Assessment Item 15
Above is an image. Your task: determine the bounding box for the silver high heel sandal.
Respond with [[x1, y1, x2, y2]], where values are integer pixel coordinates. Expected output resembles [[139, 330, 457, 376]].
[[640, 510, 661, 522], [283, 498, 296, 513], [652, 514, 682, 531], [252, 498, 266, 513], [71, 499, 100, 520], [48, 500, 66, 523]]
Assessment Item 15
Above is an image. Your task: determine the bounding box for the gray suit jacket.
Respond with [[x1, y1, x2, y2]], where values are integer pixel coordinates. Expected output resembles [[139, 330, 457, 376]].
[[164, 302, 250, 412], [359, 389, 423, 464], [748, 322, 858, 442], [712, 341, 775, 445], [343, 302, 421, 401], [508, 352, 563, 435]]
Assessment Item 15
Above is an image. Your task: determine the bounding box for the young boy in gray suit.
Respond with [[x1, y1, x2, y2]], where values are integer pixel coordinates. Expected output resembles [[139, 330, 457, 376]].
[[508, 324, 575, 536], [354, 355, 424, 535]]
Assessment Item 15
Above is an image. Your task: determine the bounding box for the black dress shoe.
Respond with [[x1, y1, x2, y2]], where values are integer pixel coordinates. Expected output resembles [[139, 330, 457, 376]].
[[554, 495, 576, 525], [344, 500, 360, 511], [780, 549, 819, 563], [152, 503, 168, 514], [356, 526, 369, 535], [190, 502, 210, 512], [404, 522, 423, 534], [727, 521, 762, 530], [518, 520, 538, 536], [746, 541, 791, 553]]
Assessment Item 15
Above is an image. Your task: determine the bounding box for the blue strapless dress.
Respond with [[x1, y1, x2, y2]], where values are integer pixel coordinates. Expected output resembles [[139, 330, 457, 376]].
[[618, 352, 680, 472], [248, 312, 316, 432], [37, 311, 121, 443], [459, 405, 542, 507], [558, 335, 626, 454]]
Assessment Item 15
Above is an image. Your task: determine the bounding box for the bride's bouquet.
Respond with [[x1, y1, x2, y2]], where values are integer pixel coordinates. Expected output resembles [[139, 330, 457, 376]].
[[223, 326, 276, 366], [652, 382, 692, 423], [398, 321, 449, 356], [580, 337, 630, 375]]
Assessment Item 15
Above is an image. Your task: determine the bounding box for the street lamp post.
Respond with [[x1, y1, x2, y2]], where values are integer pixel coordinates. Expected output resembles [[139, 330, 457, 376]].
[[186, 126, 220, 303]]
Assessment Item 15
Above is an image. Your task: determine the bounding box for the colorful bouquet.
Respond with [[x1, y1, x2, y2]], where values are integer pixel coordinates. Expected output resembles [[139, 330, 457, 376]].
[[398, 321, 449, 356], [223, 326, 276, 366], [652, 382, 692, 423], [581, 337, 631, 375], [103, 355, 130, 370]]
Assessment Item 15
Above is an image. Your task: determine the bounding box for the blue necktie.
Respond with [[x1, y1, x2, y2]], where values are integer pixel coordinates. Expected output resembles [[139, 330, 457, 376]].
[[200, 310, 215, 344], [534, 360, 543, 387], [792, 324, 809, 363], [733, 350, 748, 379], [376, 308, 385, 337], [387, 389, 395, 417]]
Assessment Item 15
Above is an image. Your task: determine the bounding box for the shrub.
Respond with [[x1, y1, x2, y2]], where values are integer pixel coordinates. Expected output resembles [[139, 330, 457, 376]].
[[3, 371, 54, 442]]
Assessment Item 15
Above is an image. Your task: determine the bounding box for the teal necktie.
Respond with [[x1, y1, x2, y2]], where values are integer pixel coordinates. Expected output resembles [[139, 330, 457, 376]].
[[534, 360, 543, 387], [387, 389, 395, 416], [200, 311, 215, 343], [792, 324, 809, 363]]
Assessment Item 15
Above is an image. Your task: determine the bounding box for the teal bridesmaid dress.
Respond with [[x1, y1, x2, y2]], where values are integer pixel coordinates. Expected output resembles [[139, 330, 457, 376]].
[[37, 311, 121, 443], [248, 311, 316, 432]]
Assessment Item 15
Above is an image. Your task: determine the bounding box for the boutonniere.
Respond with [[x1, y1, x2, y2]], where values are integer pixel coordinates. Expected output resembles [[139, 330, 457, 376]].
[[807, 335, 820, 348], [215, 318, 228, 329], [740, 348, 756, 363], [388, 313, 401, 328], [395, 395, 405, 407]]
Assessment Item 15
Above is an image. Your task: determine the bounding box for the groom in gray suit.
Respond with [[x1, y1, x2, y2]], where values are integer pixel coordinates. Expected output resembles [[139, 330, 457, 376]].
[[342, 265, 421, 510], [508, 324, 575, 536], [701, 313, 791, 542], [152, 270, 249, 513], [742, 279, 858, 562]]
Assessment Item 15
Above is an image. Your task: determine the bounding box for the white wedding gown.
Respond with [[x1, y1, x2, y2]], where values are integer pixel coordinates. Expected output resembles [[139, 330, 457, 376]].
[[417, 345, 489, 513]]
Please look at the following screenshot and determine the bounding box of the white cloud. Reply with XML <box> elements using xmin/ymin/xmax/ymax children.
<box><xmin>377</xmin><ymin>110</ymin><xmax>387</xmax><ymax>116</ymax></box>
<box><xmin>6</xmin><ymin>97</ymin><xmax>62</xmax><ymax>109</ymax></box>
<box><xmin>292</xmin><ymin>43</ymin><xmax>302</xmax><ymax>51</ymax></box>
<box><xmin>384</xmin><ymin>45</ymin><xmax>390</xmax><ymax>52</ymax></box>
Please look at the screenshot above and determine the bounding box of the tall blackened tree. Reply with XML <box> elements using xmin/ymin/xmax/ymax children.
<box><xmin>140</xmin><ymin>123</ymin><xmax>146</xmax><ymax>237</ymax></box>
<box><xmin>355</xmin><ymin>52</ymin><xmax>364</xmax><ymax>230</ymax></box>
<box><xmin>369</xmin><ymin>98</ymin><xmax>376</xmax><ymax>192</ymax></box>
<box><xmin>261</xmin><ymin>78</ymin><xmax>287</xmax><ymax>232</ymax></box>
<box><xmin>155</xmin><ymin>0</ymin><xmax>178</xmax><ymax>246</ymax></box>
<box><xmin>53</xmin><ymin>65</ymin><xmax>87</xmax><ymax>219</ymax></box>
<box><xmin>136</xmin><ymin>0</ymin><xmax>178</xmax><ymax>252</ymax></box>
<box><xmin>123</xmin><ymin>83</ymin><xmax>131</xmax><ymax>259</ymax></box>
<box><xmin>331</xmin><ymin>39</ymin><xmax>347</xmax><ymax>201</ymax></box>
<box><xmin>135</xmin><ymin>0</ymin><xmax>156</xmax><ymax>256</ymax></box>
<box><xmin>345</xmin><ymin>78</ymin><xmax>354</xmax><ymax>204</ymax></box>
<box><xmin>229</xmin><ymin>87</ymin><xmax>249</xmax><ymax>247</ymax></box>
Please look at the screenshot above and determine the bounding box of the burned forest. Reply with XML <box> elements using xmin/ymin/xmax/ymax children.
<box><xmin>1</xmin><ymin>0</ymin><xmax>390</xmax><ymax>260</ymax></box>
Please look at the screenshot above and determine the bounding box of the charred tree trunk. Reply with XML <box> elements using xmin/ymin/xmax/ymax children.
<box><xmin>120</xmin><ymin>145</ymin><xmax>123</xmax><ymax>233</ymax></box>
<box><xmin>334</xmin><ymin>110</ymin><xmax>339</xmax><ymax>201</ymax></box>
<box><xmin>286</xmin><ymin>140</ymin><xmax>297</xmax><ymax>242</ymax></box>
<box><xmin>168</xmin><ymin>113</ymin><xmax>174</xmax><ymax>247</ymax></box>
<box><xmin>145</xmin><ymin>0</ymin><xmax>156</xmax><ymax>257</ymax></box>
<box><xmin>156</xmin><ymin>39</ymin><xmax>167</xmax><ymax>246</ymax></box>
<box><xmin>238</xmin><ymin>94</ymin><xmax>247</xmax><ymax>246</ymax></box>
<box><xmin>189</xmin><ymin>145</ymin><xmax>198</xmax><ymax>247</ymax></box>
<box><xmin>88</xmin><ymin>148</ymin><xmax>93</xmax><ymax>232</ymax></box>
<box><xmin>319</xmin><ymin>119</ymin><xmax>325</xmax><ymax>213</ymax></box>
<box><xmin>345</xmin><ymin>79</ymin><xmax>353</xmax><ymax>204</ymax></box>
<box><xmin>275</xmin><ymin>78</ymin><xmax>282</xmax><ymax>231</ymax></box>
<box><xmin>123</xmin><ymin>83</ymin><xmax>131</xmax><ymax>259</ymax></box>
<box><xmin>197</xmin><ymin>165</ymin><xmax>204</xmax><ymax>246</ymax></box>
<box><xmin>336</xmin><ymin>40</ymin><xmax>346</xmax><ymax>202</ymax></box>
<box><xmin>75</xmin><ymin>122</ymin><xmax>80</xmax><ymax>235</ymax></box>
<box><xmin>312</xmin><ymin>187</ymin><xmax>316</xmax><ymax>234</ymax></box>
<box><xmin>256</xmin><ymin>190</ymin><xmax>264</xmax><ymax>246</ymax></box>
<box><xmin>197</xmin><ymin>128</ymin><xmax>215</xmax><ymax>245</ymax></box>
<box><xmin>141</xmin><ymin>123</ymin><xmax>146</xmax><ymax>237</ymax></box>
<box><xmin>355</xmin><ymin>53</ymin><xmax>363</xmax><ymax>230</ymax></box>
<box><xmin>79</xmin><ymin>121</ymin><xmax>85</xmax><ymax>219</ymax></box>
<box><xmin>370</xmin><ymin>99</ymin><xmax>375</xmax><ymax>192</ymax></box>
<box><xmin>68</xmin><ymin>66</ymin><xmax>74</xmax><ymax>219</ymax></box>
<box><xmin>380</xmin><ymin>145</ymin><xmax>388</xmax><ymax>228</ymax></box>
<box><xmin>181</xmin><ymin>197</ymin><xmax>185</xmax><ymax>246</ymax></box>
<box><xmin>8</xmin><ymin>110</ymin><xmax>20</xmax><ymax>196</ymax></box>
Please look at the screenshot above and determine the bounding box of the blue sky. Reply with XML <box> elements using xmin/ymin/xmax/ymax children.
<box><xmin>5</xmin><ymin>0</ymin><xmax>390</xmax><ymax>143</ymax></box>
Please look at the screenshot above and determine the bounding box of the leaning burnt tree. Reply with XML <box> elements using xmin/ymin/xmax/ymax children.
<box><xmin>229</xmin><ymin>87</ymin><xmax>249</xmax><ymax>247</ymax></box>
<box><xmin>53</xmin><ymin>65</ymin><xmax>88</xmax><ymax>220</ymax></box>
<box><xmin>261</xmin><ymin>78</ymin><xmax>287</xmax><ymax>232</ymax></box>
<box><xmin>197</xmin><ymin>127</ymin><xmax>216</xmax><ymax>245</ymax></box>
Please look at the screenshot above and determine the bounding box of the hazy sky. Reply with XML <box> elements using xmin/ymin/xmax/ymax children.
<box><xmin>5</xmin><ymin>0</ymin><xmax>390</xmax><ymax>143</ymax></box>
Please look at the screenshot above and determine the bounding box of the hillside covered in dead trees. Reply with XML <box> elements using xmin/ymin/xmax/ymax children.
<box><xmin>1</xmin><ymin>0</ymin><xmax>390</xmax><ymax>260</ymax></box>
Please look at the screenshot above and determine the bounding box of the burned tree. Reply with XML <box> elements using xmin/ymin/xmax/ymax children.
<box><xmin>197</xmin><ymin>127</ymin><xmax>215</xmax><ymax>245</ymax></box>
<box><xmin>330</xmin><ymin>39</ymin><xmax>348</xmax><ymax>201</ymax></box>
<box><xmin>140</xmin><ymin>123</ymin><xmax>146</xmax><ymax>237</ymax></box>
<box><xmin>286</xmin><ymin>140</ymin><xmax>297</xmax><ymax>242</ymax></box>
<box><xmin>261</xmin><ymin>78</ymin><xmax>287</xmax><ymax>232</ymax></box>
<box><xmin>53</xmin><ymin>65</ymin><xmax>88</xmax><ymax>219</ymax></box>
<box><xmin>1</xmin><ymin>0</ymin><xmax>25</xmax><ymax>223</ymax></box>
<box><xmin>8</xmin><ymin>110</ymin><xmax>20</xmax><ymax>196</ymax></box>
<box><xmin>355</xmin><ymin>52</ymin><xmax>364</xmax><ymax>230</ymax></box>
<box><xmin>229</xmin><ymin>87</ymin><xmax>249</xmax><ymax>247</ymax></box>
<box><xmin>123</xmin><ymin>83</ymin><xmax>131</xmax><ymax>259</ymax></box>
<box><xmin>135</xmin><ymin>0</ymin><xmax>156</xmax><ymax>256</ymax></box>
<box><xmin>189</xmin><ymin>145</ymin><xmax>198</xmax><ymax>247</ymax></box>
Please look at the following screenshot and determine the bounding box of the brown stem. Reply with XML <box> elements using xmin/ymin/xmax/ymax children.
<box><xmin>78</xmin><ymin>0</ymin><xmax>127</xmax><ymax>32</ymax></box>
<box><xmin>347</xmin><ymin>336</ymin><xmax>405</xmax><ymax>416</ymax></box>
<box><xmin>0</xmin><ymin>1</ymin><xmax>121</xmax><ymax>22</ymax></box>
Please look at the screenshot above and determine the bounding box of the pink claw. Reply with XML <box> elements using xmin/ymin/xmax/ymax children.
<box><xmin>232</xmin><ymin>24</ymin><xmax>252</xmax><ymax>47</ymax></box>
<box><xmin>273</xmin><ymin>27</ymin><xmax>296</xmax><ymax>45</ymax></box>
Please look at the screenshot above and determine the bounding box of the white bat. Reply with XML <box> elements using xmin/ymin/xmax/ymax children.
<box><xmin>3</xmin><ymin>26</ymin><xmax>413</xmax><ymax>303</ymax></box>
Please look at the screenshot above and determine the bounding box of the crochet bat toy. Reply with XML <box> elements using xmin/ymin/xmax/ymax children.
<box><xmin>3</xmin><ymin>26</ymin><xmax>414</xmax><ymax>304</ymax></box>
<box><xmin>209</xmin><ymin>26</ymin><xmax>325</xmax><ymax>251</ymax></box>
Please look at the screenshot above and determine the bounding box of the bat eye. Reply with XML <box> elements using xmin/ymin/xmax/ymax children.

Task prompt:
Count, in the data above, the lines that hold "bouquet". Return only that count.

Solution to the exercise:
2